Page extract
_ _ _ _

Обсуждение: Database Optimization and Peformance

Поиск
Список
Период
Сортировка

Database Optimization and Peformance

От
Joe McClintock
Дата:
I have inherited the management of a Postgresql 8.0.3 database of around
2.3 GB and growing. I’m still coming up to speed on Postgresql db
administration so I’m not an expert although I have had quite a bit of
experience with Oracle for what that is worth.

Recently we had an issue with extreme performance degradation on a pair
of key tables where a simple “select * from [table name]” had gone for
1.08 mill sec 37 to 45 sec. This caused a very negative impact on the
performance of our web application. We had just loaded about 1.2 M rows
of data to the db on the previous Wednesday and on Thursday and Friday
the database and application performance was good. Weekend activity is
pretty low so it was surprising to find on Monday the db and application
performance in terrible shape. If the data load degraded database
performance why did it take 4 days for the problem to manifest? Regular
nightly backups are done but as far as I can tell vacuum, analyze and
reindex has been done only when needed which to this point has not been
very often.

I ran a vacuum, analyze and reindex on the database with no change in
performance, query time was still 37+ sec, a little worse. On our test
system I found that a db_dump from production and then restore brought
the database back to full performance. So in desperation I shut down the
production application, backed up the production database, rename the
production db, create a new empty production db and restored the
production backup to the empty db. After a successful db restore and
restart of the web application, everything was then up and running like
a top.

My concern is this, doing a backup and restore does not seem an
appropriate way manage database fragmentation and performance. The
documentation I have read indicates that vacuum, analyze reindex are the
tools to use to de-fragment and optimize the database. In my case they
did not work and reindexing made query performance slightly worse. Am I
missing something? As the database grows, will I need to essentially
rebuild the db on a regular basis?

Thanks


Re: Database Optimization and Peformance

От
Jeff Frost
Дата:
On Wed, 30 Aug 2006, Joe McClintock wrote:

> I ran a vacuum, analyze and reindex on the database with no change in
> performance, query time was still 37+ sec, a little worse. On our test system
> I found that a db_dump from production and then restore brought the database
> back to full performance. So in desperation I shut down the production
> application, backed up the production database, rename the production db,
> create a new empty production db and restored the production backup to the
> empty db. After a successful db restore and restart of the web application,
> everything was then up and running like a top.

Joe,

I would guess that since the dump/restore yielded good performance once again,
a VACUUM FULL would have also fixed the problem.  How are your FSM settings in
the conf file?  Can you run VACUUM VERBOSE and send us the last 10 or so lines
of output?

_ _ _ _

Given request 1
Reproduce word for word the part of the PostgreSQL performance thread that opens with the words containing "My concern is" and closes with "a regular basis?".
Given request 2
Write the next part of the PostgreSQL performance thread, picking up right after its final sentence.

_ _ _ _

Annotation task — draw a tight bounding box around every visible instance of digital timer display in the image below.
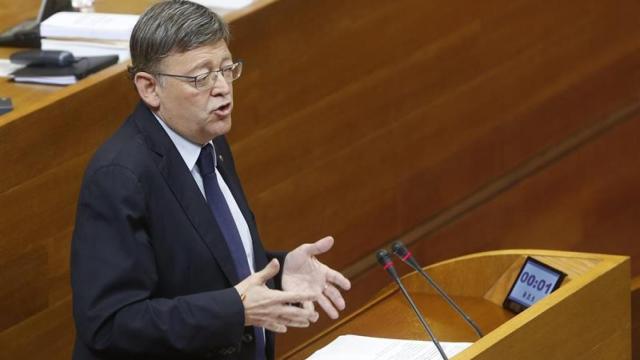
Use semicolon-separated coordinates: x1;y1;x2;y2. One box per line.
504;257;565;312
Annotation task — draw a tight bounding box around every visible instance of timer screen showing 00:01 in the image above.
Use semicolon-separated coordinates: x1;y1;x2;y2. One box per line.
509;261;560;307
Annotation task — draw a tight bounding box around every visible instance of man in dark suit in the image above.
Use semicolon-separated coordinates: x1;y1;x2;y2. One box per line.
71;0;350;359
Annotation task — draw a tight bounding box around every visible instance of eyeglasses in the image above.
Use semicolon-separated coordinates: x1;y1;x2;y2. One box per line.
155;61;242;90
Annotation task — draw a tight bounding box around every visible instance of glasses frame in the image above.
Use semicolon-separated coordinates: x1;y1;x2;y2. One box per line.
155;60;242;90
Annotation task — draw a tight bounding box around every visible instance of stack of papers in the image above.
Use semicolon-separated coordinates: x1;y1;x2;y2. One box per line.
308;335;472;360
40;11;139;62
193;0;253;10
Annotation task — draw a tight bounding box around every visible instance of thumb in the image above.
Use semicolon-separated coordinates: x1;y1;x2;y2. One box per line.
256;259;280;284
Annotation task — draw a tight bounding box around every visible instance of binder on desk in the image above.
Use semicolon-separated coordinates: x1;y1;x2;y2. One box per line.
11;55;118;85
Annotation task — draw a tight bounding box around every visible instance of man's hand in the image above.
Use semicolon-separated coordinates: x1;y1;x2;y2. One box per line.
282;236;351;319
235;259;318;333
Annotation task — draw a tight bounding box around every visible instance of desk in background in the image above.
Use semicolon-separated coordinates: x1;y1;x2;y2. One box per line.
0;0;640;358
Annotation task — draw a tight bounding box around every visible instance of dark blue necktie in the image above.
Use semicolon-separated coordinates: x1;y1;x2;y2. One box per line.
196;144;265;360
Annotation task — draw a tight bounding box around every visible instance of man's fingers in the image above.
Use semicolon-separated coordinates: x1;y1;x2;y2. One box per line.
324;285;345;310
302;236;333;256
270;290;318;304
327;268;351;290
261;322;287;333
302;301;320;322
254;259;280;284
318;295;338;320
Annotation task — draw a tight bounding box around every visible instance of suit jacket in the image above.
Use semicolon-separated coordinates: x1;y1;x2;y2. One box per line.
71;103;284;359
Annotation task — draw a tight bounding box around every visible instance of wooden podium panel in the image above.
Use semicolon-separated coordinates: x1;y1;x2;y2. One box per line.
285;250;631;360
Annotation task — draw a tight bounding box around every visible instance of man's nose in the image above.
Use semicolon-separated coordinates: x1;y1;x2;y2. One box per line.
211;74;231;96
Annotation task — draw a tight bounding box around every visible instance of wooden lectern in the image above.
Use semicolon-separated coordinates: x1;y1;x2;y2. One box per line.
284;250;631;360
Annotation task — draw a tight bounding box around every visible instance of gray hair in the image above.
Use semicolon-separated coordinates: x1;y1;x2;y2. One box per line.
128;0;230;79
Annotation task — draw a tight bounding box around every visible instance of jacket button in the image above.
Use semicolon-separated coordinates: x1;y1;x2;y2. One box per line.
242;333;253;343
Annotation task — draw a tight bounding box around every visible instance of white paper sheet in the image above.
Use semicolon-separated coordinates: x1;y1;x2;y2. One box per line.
0;59;24;77
193;0;253;9
308;335;472;360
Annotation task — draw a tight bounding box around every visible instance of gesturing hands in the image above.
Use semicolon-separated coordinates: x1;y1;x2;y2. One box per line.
282;236;351;319
235;259;318;333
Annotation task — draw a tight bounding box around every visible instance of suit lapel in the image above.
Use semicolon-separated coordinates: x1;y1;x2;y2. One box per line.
213;136;268;274
134;103;238;284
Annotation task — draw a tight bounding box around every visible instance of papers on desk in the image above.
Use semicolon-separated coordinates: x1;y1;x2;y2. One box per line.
308;335;472;360
193;0;253;10
0;59;24;77
11;55;118;85
40;11;139;42
41;39;131;62
40;12;139;62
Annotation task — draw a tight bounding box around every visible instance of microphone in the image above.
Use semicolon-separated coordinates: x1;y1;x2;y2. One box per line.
376;249;449;360
391;241;484;337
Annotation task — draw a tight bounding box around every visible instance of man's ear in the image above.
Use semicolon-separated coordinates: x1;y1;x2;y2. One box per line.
133;71;160;109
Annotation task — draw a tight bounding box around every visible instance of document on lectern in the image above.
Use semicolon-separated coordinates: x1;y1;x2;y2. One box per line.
308;335;472;360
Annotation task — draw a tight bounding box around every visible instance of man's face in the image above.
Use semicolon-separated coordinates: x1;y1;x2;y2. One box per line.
155;40;233;144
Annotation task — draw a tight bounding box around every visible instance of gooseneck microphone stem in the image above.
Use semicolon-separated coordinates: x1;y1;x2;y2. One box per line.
376;250;449;360
416;266;484;337
391;241;484;337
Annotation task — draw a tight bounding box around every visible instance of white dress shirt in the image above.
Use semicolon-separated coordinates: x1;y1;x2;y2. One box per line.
153;113;255;274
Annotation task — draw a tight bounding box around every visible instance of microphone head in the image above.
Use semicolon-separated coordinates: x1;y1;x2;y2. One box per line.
391;241;409;258
376;249;393;267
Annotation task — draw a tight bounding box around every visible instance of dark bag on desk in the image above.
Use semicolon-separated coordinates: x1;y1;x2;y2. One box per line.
11;55;118;85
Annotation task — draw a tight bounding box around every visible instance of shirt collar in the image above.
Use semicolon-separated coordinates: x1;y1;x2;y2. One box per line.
153;113;218;171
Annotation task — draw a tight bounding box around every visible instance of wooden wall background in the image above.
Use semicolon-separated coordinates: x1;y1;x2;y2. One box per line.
0;0;640;359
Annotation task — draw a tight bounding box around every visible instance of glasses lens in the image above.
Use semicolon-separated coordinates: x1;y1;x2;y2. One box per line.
193;71;217;89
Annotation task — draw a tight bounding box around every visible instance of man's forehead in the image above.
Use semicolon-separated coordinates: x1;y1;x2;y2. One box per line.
163;40;232;67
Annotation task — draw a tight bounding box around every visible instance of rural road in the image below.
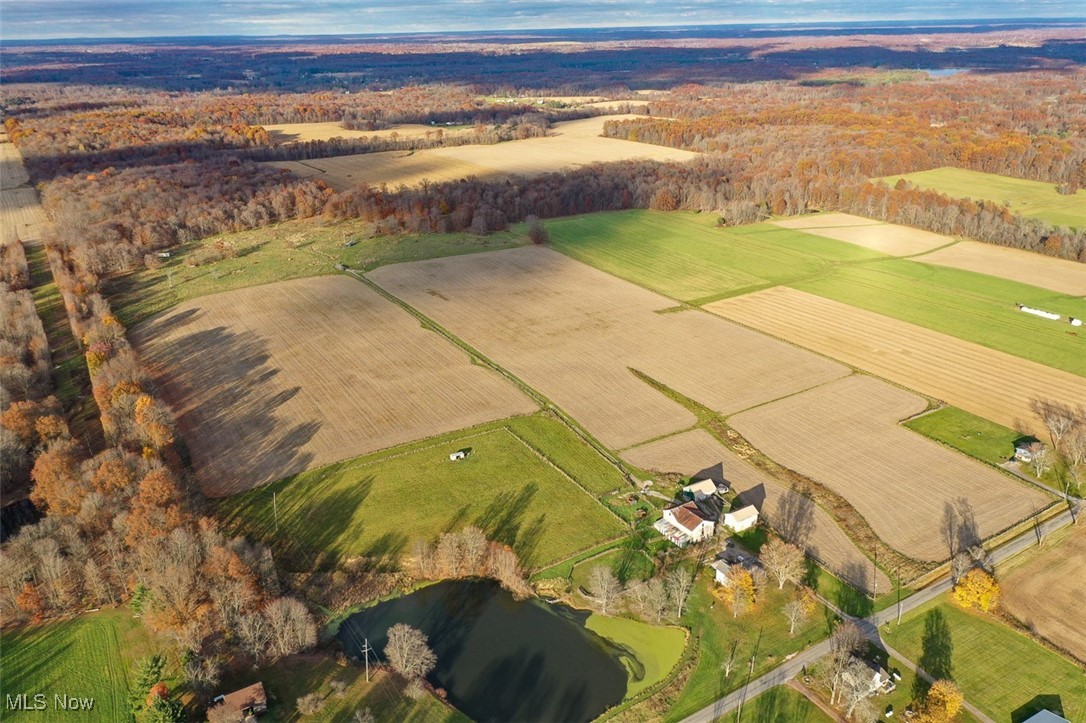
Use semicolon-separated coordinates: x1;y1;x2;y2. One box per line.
682;511;1072;723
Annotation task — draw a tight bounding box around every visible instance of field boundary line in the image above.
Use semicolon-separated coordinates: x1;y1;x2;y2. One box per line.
345;268;636;486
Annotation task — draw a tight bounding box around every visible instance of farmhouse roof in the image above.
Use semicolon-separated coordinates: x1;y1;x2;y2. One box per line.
1022;710;1071;723
683;480;717;495
671;503;712;532
729;505;758;522
212;682;268;713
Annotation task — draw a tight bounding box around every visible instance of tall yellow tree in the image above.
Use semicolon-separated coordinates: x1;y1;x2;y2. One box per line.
954;568;999;612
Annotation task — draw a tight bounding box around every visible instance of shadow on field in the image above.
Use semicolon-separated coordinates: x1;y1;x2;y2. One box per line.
912;609;954;700
475;482;544;568
134;310;320;497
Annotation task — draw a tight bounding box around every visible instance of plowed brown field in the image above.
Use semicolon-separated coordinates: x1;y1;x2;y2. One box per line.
729;376;1050;560
0;188;49;243
706;287;1086;434
131;277;535;492
774;214;954;256
1001;527;1086;661
370;248;848;449
914;241;1086;296
622;429;891;592
272;115;698;190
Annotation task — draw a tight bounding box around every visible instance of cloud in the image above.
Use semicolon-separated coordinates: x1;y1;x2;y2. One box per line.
0;0;1083;39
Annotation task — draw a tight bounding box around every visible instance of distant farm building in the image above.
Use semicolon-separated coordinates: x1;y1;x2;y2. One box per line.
724;505;758;532
653;502;717;547
210;683;268;723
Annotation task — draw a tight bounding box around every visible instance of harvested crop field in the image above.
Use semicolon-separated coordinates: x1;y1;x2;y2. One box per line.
914;241;1086;296
1001;527;1086;662
264;121;471;143
131;276;535;496
0;188;49;243
775;214;954;256
0;132;30;190
706;287;1086;434
622;429;891;592
369;248;848;449
729;376;1050;560
270;115;698;190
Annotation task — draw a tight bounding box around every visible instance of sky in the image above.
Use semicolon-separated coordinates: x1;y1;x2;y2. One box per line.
0;0;1086;39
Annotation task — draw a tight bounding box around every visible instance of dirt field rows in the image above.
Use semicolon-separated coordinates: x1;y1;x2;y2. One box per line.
729;376;1049;560
264;121;471;143
0;188;49;243
706;287;1086;434
272;115;697;190
370;248;848;449
131;276;535;496
622;429;891;592
914;241;1086;296
774;214;954;256
1002;527;1086;661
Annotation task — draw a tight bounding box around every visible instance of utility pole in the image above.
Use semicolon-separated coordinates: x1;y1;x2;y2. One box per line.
362;637;372;683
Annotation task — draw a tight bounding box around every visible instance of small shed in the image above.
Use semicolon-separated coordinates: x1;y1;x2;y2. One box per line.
209;682;268;722
724;505;758;532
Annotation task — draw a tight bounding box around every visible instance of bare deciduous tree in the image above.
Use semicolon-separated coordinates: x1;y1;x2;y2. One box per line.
588;565;623;614
758;538;807;589
384;623;438;682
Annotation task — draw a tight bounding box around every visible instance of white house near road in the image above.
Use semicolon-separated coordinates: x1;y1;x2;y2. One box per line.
653;502;717;547
724;505;758;532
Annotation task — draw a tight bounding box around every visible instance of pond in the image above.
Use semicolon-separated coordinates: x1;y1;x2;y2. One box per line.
339;581;627;723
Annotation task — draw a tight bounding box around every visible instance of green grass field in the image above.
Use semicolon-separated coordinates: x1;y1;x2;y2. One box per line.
216;415;626;568
905;407;1022;465
0;608;167;722
728;685;833;723
585;613;686;698
667;572;830;721
546;211;884;303
219;656;469;723
790;258;1086;376
882;168;1086;228
105;218;528;327
883;597;1086;723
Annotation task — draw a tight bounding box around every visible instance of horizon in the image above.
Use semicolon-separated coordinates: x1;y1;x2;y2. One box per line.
0;0;1086;43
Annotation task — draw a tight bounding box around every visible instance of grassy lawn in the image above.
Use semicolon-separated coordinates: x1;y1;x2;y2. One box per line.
216;415;626;568
790;258;1086;376
106;218;528;327
883;597;1086;723
728;685;833;723
905;407;1022;465
0;608;175;721
585;613;686;698
219;656;468;723
572;546;656;589
546;211;883;303
882;168;1086;228
667;571;830;721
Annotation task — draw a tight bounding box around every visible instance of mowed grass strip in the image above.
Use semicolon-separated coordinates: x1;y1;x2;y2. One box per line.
106;218;528;327
0;608;166;722
883;597;1086;721
546;211;883;302
788;258;1086;377
880;167;1086;227
216;416;626;568
905;407;1022;465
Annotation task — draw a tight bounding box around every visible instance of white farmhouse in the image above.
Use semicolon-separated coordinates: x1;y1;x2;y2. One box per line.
653;502;717;547
724;505;758;532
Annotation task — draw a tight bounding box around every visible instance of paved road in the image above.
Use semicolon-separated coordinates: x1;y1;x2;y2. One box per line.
682;511;1072;723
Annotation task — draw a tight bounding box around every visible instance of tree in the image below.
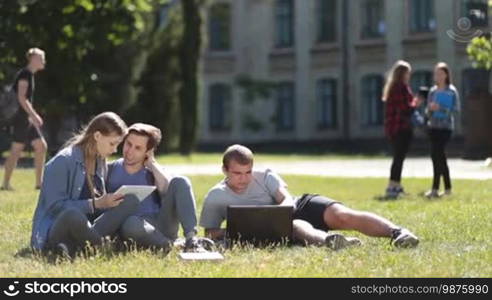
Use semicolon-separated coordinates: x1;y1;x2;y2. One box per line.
467;34;492;70
466;0;492;70
0;0;181;150
179;0;203;154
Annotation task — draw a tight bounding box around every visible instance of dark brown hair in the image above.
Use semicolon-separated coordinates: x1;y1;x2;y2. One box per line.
126;123;162;150
436;62;453;85
222;144;253;170
65;112;127;198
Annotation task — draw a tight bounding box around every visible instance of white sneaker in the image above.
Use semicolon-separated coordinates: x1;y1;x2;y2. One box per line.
325;233;362;250
391;228;419;248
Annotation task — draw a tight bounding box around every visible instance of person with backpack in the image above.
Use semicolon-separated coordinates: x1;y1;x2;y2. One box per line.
0;48;48;191
425;62;460;198
107;123;213;252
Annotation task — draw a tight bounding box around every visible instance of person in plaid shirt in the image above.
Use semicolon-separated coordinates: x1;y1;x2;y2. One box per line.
383;60;421;198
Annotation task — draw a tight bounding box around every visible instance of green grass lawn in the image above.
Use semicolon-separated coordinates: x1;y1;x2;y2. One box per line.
136;152;385;165
0;169;492;277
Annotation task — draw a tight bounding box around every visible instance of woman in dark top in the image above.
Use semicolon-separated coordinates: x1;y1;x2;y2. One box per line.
383;60;421;198
0;48;48;190
31;112;139;256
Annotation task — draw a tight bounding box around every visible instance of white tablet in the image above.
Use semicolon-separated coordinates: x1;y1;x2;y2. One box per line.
114;185;156;201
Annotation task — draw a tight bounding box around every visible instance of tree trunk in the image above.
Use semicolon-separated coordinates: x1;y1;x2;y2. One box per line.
179;0;202;155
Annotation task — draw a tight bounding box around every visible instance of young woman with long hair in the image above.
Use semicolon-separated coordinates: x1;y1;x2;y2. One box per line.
382;60;421;198
425;62;460;198
31;112;139;257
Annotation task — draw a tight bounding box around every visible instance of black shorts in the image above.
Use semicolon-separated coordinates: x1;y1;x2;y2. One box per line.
293;194;340;231
12;112;43;145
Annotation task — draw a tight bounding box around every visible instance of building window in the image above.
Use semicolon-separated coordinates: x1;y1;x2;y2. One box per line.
361;0;386;39
316;79;337;129
209;3;231;51
410;0;436;33
361;75;383;126
275;0;294;48
276;82;295;131
316;0;337;43
410;71;433;95
209;83;232;131
461;0;489;27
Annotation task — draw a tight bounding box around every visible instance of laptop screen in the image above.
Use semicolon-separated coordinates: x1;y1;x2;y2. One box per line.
227;205;293;245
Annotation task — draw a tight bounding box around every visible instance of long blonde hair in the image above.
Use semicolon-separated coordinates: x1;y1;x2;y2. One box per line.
382;60;412;101
65;112;127;198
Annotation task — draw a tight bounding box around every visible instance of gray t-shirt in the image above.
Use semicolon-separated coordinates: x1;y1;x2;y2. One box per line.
200;169;287;229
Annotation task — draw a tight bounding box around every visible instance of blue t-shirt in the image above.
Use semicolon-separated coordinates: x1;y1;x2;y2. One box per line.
107;158;160;216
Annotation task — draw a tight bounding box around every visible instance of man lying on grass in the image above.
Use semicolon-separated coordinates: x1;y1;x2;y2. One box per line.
200;145;419;250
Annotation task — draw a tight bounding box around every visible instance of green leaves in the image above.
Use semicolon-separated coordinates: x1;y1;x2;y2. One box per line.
466;36;492;70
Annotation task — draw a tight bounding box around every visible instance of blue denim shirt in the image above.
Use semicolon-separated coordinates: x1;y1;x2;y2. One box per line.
31;146;107;250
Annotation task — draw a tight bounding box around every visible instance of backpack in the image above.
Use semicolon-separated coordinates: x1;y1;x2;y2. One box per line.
0;86;19;125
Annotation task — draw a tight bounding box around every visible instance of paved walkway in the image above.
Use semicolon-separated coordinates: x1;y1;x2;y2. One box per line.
167;158;492;180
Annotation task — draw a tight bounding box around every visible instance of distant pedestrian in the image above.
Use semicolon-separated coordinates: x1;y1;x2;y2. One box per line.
382;60;421;198
425;62;460;198
0;48;48;191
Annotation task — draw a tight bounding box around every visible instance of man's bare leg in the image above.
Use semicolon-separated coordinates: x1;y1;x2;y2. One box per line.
2;142;25;190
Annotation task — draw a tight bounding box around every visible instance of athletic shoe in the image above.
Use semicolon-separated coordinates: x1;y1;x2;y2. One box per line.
183;237;215;253
395;186;408;196
55;243;74;261
424;189;440;199
386;186;400;199
325;233;362;250
391;228;419;248
439;189;453;197
0;185;15;192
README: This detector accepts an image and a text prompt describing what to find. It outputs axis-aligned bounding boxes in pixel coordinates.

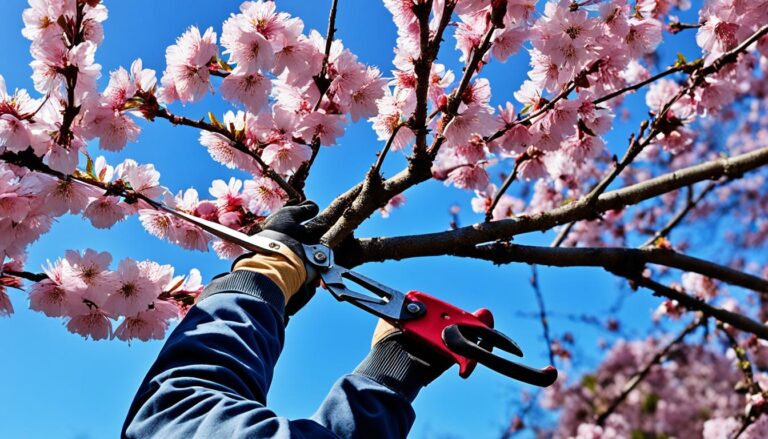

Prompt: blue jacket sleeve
[122,271,424,438]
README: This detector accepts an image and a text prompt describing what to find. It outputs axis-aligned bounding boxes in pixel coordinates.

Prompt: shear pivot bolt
[405,302,421,314]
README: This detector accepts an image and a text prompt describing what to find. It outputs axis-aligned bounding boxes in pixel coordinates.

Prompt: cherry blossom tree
[0,0,768,438]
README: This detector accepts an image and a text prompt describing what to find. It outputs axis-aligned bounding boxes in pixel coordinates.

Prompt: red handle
[399,291,493,378]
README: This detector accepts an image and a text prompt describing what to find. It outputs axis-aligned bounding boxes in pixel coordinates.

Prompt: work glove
[232,201,320,316]
[355,319,454,401]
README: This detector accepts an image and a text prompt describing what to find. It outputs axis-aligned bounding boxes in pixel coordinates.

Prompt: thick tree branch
[530,265,555,366]
[456,243,768,294]
[352,148,768,265]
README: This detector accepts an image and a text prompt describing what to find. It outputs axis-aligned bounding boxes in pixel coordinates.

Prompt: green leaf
[581,375,597,392]
[640,393,661,415]
[84,152,97,179]
[208,111,222,128]
[675,52,688,67]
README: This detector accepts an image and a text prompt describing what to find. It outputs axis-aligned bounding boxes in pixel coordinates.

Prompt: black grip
[443,325,557,387]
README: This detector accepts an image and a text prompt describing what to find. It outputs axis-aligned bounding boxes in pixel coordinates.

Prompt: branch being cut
[352,147,768,265]
[155,108,303,203]
[455,243,768,294]
[316,11,498,248]
[640,181,719,247]
[288,0,339,194]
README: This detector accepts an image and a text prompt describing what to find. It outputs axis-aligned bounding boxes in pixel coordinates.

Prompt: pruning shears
[159,205,557,387]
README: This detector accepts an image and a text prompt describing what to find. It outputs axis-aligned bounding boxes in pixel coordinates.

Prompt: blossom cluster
[3,249,203,341]
[541,338,768,439]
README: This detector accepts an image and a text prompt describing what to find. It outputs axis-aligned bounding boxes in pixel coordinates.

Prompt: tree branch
[288,0,339,194]
[156,108,304,203]
[640,181,719,247]
[611,269,768,340]
[595,318,706,426]
[352,148,768,265]
[530,265,555,366]
[455,243,768,295]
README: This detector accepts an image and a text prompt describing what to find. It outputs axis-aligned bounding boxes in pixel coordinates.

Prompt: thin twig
[156,108,303,202]
[371,124,403,175]
[530,265,555,366]
[485,154,530,222]
[356,147,768,265]
[595,317,706,425]
[640,182,718,247]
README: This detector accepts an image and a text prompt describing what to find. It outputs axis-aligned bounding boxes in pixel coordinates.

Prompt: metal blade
[159,205,264,251]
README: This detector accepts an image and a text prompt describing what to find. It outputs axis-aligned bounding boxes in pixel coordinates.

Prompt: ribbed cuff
[353,340,435,401]
[197,270,285,316]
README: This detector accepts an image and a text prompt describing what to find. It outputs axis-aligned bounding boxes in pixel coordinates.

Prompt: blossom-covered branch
[352,148,768,264]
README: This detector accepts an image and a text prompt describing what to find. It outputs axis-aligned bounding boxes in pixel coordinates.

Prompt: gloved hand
[232,201,320,316]
[355,319,454,401]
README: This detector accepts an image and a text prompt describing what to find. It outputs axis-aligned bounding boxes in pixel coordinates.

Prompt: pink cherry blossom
[104,258,162,315]
[29,259,82,317]
[115,159,168,199]
[221,72,271,113]
[83,195,126,229]
[161,26,218,103]
[0,286,13,317]
[243,177,287,215]
[114,300,179,341]
[67,308,112,340]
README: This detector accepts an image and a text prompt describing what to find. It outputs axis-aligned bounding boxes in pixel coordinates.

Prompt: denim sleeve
[122,271,422,438]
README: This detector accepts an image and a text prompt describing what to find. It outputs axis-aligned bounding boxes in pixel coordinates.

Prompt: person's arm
[123,205,448,438]
[123,271,420,438]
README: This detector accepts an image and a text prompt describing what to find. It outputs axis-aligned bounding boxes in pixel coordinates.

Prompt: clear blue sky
[0,0,697,439]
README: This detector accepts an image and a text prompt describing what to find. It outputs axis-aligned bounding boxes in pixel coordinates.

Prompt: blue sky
[0,0,697,439]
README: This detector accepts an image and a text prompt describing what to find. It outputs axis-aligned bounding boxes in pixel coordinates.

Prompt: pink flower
[29,259,82,317]
[41,178,99,216]
[491,26,528,62]
[63,249,113,305]
[221,22,275,74]
[161,26,218,103]
[243,177,288,215]
[46,142,84,174]
[261,142,312,175]
[0,286,13,317]
[349,67,387,122]
[624,18,661,58]
[696,11,739,61]
[682,273,720,300]
[138,209,176,240]
[21,0,71,42]
[298,110,346,145]
[221,71,272,113]
[368,88,416,151]
[379,194,405,218]
[67,307,112,341]
[115,159,168,199]
[212,240,245,261]
[0,75,40,155]
[104,258,167,316]
[0,168,32,222]
[445,165,490,190]
[518,148,548,180]
[114,300,179,341]
[83,195,125,229]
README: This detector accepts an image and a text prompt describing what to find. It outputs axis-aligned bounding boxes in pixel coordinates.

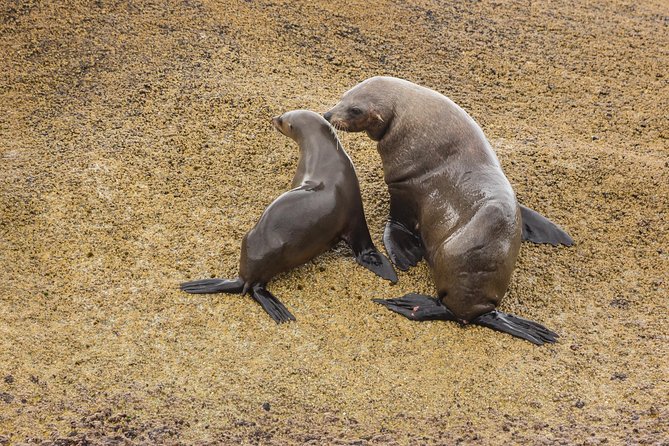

_ _ _ _

Written response 1
My concern is this, doing a backup and restore does not seem an
appropriate way manage database fragmentation and performance. The
documentation I have read indicates that vacuum, analyze reindex are the
tools to use to de-fragment and optimize the database. In my case they
did not work and reindexing made query performance slightly worse. Am I
missing something? As the database grows, will I need to essentially
rebuild the db on a regular basis?

Written response 2
A good article on FSM settings can be found here:

http://www.pervasive-postgres.com/instantkb13/article.aspx?id=10087&cNode=5K1C3W

You probably should consider setting up autovacuum and definitely should
upgrade to at least 8.0.8 if not 8.1.4 when you get the chance.

When you loaded the new data did you delete or update old data or was it just
a straight insert?

--
Jeff Frost, Owner     <jeff@frostconsultingllc.com>
Frost Consulting, LLC     http://www.frostconsultingllc.com/
Phone: 650-780-7908    FAX: 650-649-1954

Re: Database Optimization and Peformance

От
Jeff Frost
Дата:
On Wed, 30 Aug 2006, Joe McClintock wrote:

> Looking at the postgresql.config the lines for max_fsm_pages and
> max_fsm_relations are commented out so they have the default 20000 pages and
> 1000 relations.  Should we up these defaults?

From the vacuum verbose output below, it looks like you're on the very edge of
those settings, but not yet over of course I presume that was just for this
DB, so if you have more than one, you might be over.  You probably want to
double them as they don't take that many resources.
>
>> Can you run VACUUM VERBOSE and send us the last 10 or so lines of output?
>
> I ran VACUUM FULL VERBOSE on the old production DB and I see we need to run
> VACUUM FULL on a regular basis.  I took about hour and a half to complete but
> afterwards the problem tables and queries are running well.  Query time is
> back to 1.08 mill sec.
> Here are the last 10 lines of VACUUM FULL VERBOSE

Actually, you should not have to run VACUUM FULL ever if you vacuum often
enough, that's why I suggest you use pg_autovacuum.  You can find it in the
contrib modules for 8.0.x or builtin to the 8.1.x server.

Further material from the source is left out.